--- What is needed ---
Please copy out the part of the records below that opens with the line containing "compact form (231,415)." and runs through the end of the records, keeping every line unchanged.

=== Data rows ===

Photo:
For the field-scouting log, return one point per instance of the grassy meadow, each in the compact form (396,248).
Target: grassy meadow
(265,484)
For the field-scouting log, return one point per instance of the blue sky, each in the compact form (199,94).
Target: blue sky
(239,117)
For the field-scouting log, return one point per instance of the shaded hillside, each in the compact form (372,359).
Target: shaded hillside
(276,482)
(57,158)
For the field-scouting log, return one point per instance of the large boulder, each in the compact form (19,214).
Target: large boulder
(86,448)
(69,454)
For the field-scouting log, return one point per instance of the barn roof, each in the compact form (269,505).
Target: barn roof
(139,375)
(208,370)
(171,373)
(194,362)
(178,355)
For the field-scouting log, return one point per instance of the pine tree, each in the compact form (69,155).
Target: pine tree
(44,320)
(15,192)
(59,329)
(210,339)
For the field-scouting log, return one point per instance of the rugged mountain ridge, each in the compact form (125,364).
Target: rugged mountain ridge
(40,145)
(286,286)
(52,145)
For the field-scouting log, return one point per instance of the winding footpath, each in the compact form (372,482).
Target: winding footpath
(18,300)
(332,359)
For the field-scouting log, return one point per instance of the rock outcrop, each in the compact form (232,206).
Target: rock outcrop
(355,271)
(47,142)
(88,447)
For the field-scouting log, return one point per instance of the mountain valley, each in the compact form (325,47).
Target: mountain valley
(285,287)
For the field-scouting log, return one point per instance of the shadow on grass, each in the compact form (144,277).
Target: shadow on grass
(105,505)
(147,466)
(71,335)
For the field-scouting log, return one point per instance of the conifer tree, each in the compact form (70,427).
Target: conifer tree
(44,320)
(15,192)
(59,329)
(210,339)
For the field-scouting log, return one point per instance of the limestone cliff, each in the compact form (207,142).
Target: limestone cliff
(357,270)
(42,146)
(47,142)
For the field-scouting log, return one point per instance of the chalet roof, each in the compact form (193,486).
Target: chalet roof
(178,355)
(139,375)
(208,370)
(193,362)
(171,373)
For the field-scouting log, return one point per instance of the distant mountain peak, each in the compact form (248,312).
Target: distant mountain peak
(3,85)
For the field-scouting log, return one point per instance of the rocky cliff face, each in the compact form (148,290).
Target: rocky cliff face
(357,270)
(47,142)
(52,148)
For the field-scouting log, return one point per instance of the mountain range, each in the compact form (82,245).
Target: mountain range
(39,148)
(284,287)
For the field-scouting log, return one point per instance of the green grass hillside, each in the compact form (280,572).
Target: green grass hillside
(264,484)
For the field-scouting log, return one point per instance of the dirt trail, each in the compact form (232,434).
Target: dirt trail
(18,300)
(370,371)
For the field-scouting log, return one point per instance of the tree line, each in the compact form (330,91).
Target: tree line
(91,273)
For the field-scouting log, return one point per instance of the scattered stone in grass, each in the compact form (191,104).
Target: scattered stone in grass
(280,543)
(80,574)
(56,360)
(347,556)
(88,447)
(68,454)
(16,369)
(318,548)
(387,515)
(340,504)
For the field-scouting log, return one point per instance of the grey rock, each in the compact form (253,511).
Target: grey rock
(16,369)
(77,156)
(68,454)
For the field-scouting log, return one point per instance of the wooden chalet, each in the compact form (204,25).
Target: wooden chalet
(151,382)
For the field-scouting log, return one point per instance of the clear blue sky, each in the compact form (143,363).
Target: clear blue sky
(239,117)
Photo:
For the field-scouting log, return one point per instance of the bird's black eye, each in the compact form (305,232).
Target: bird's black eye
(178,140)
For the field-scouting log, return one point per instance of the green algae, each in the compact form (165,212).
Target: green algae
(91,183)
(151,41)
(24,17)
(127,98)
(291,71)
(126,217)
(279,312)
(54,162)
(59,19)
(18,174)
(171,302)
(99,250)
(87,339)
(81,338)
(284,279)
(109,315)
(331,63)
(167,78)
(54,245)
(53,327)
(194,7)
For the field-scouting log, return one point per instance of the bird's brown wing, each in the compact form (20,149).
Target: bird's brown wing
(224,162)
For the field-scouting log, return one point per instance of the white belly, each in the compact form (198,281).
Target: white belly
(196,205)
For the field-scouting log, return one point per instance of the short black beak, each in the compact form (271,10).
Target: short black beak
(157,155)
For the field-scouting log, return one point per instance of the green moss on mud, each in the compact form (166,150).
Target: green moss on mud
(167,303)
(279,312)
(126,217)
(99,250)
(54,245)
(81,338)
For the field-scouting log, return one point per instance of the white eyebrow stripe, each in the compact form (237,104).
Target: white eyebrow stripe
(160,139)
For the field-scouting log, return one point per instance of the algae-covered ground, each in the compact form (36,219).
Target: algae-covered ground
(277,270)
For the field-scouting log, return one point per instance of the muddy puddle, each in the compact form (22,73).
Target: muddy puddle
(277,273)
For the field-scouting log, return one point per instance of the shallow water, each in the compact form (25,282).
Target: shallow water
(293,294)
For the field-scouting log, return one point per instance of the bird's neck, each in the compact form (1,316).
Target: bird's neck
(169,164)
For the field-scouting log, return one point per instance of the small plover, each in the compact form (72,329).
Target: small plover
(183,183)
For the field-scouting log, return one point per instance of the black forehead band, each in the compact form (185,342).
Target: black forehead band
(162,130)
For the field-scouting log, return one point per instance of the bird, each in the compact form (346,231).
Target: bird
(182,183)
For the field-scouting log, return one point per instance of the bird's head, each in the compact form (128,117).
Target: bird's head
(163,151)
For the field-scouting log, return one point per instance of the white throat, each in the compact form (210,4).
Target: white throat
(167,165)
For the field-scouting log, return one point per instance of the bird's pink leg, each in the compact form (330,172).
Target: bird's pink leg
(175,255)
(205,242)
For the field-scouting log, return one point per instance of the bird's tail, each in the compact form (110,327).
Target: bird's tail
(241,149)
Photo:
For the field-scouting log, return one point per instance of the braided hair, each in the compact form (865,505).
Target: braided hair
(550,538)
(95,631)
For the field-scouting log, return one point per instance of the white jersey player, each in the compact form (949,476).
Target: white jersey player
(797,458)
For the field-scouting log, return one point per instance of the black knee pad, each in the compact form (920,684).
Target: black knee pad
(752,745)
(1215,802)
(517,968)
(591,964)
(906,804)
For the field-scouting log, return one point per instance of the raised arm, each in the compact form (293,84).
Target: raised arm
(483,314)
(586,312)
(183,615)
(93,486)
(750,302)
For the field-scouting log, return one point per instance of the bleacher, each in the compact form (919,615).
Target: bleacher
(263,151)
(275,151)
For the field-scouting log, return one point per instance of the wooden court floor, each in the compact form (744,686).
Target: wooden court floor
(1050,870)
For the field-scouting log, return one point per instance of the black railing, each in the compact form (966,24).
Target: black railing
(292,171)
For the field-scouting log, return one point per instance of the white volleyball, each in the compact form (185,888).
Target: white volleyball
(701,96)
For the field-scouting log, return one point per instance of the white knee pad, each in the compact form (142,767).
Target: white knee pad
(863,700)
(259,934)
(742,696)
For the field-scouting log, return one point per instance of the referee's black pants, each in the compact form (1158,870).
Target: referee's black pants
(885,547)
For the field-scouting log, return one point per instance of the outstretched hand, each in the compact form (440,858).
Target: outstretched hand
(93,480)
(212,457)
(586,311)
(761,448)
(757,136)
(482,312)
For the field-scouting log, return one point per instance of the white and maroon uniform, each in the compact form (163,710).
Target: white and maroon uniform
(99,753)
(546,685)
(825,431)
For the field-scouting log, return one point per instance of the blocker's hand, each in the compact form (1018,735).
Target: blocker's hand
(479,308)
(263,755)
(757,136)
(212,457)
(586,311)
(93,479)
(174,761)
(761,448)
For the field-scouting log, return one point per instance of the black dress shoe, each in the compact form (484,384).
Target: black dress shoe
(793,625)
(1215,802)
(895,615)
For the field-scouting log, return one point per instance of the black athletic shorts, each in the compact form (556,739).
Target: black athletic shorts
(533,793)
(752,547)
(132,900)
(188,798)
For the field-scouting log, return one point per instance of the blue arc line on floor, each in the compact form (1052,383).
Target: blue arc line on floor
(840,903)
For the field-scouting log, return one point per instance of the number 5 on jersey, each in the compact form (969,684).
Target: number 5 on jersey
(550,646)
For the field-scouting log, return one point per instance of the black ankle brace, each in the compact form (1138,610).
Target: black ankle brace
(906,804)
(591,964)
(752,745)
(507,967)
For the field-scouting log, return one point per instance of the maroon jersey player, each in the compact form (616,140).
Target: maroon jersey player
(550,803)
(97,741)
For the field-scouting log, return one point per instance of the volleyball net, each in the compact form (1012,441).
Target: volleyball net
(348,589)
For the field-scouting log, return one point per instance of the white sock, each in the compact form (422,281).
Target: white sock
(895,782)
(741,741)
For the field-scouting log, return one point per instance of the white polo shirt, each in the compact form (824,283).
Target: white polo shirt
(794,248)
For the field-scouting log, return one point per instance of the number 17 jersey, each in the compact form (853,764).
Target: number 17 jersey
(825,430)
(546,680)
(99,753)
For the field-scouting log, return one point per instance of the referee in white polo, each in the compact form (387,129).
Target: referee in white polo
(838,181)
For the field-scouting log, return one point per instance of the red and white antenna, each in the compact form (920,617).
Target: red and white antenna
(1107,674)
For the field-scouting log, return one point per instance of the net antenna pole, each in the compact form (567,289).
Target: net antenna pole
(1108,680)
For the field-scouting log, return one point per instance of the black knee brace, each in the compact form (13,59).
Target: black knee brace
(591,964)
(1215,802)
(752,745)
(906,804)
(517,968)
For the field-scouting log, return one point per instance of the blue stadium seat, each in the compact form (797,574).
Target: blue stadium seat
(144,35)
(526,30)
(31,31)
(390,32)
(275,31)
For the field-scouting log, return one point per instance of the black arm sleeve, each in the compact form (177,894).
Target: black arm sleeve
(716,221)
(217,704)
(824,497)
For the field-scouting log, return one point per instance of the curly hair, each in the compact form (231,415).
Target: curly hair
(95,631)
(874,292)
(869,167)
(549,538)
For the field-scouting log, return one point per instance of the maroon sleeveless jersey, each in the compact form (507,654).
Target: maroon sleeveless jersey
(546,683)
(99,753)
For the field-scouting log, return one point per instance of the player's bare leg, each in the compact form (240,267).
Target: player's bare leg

===

--- Task answer ---
For the field-scouting log, return one point per instance of the curly hair, each in the compact form (231,415).
Target: curly hair
(95,631)
(874,292)
(869,167)
(549,538)
For the field-scouting log, return one point per instance of the maroon sleeveless jersey, each in the compact form (507,654).
Target: maroon sleeveless jersey
(546,683)
(99,753)
For the field-scouting log, return one point per instance of the player's bare leg, each in the compact form (240,267).
Target: player's bare leg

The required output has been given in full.